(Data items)
◇ ◇ ◇ ◇

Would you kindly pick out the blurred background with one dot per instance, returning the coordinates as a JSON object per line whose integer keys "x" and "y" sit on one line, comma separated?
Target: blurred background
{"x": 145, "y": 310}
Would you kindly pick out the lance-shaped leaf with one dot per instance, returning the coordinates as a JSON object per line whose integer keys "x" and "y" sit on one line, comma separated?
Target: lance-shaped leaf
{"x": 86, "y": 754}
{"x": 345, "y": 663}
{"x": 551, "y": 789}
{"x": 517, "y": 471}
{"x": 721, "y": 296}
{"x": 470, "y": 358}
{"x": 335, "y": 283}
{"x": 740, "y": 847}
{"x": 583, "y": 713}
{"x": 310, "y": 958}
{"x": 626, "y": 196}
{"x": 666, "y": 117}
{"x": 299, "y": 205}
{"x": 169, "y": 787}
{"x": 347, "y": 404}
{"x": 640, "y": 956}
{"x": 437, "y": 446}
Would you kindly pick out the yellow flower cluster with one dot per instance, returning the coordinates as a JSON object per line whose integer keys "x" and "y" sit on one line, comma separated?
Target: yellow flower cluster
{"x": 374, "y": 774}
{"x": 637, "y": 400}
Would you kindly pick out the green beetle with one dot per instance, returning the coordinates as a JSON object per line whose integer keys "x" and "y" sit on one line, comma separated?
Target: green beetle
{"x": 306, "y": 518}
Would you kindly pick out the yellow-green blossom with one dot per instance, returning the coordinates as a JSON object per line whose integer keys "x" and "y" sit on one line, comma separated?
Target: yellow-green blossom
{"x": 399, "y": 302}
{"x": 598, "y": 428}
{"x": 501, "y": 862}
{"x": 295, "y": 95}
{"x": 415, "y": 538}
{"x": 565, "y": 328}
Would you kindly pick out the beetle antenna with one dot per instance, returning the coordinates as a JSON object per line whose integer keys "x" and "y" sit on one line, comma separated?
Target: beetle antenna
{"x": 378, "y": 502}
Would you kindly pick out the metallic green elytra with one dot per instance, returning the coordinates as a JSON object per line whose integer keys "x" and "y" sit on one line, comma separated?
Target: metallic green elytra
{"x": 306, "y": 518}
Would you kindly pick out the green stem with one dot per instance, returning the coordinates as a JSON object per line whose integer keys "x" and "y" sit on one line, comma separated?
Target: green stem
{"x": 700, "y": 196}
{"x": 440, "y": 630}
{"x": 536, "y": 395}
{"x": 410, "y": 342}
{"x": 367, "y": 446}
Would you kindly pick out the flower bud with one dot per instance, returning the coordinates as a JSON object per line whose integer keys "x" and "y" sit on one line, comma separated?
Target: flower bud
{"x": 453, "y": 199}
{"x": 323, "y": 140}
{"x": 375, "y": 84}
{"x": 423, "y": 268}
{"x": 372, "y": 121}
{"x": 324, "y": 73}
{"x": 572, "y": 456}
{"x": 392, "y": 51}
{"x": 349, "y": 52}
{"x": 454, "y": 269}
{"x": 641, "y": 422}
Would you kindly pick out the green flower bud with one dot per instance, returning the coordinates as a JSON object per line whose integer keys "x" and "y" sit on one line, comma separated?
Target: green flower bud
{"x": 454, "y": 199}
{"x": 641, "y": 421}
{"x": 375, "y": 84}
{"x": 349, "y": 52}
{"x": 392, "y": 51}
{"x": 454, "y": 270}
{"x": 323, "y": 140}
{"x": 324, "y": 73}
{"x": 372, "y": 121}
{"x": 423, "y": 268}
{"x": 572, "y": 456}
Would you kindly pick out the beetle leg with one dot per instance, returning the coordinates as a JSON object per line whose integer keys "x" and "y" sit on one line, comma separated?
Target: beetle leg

◇ ◇ ◇ ◇

TASK DETAILS:
Write out all the lines again, exactly as they are.

WORKED SOLUTION:
Would you kindly pick out the blurred background with one dot per instance, returning the coordinates as a JSON object per line whose integer keys "x" and "y" sit on one line, comma separated?
Target: blurred background
{"x": 145, "y": 310}
Would you kindly pick out the lance-shaped leaf with one dot per instance, returning the coordinates as a JSON object per line whose integer keys "x" and "y" sit on one line, comma separated?
Target: lance-shaped leaf
{"x": 86, "y": 754}
{"x": 345, "y": 663}
{"x": 551, "y": 789}
{"x": 517, "y": 471}
{"x": 721, "y": 296}
{"x": 470, "y": 358}
{"x": 335, "y": 283}
{"x": 740, "y": 847}
{"x": 583, "y": 713}
{"x": 310, "y": 958}
{"x": 626, "y": 196}
{"x": 666, "y": 117}
{"x": 299, "y": 205}
{"x": 169, "y": 787}
{"x": 347, "y": 404}
{"x": 640, "y": 956}
{"x": 437, "y": 446}
Would you kindly pick out the yellow flower cluster with one dot per instance, returning the coordinates as a JSON object per line whose integer keys "x" and "y" sit on one line, comma separated?
Target: yellow flower cluster
{"x": 374, "y": 774}
{"x": 637, "y": 400}
Would you kindly pick out the green beetle with one dot per instance, returning the coordinates as a JSON object per line whose integer keys "x" and "y" sit on one line, comma separated?
Target: green beetle
{"x": 306, "y": 518}
Would you kindly pick out the yellow-green blossom with one dot per instance, returning the coordinates as a JSON object per line whose integer keys "x" and "y" sit on one line, comma separated?
Target: yellow-green blossom
{"x": 399, "y": 302}
{"x": 598, "y": 428}
{"x": 501, "y": 862}
{"x": 295, "y": 95}
{"x": 415, "y": 538}
{"x": 565, "y": 328}
Would you kindly pick out the beetle antenna with one dot per instance, returning the coordinates as a JSON object per line whose integer keys "x" and "y" sit on one line, comma separated?
Target: beetle antenna
{"x": 378, "y": 502}
Would you kindly pick out the metallic green elytra with one dot per instance, returning the coordinates as a JSON object per line whose integer keys "x" and "y" sit on one line, comma separated?
Target: metallic green elytra
{"x": 306, "y": 518}
Would you kindly pick out the green stem with one dot per instance, returning the coordinates as a JSON object per line whose integer keys "x" and "y" sit on one line, comma separated?
Target: green stem
{"x": 700, "y": 196}
{"x": 440, "y": 630}
{"x": 536, "y": 395}
{"x": 410, "y": 342}
{"x": 367, "y": 446}
Would you kindly pick out the flower bud with one dot per instance, returning the coordinates as a JSON object per line whose integer keys "x" and "y" sit on one line, comma separated?
Target: flower bud
{"x": 453, "y": 199}
{"x": 323, "y": 140}
{"x": 375, "y": 84}
{"x": 423, "y": 268}
{"x": 372, "y": 121}
{"x": 324, "y": 73}
{"x": 572, "y": 456}
{"x": 392, "y": 51}
{"x": 349, "y": 52}
{"x": 454, "y": 269}
{"x": 641, "y": 422}
Would you kindly pick out the green flower bud with one dot per instance, returning the coordinates as a JSON object per line whose integer keys "x" and "y" sit on one line, comma separated?
Target: green flower bud
{"x": 454, "y": 199}
{"x": 641, "y": 421}
{"x": 375, "y": 84}
{"x": 349, "y": 52}
{"x": 392, "y": 51}
{"x": 454, "y": 270}
{"x": 323, "y": 140}
{"x": 324, "y": 73}
{"x": 372, "y": 121}
{"x": 423, "y": 268}
{"x": 572, "y": 456}
Would you kindly pick out the beetle leg with one dot per instance, returning the coordinates as a JSON object per line whose integer keys "x" and "y" sit on one line, comma separated?
Target: beetle leg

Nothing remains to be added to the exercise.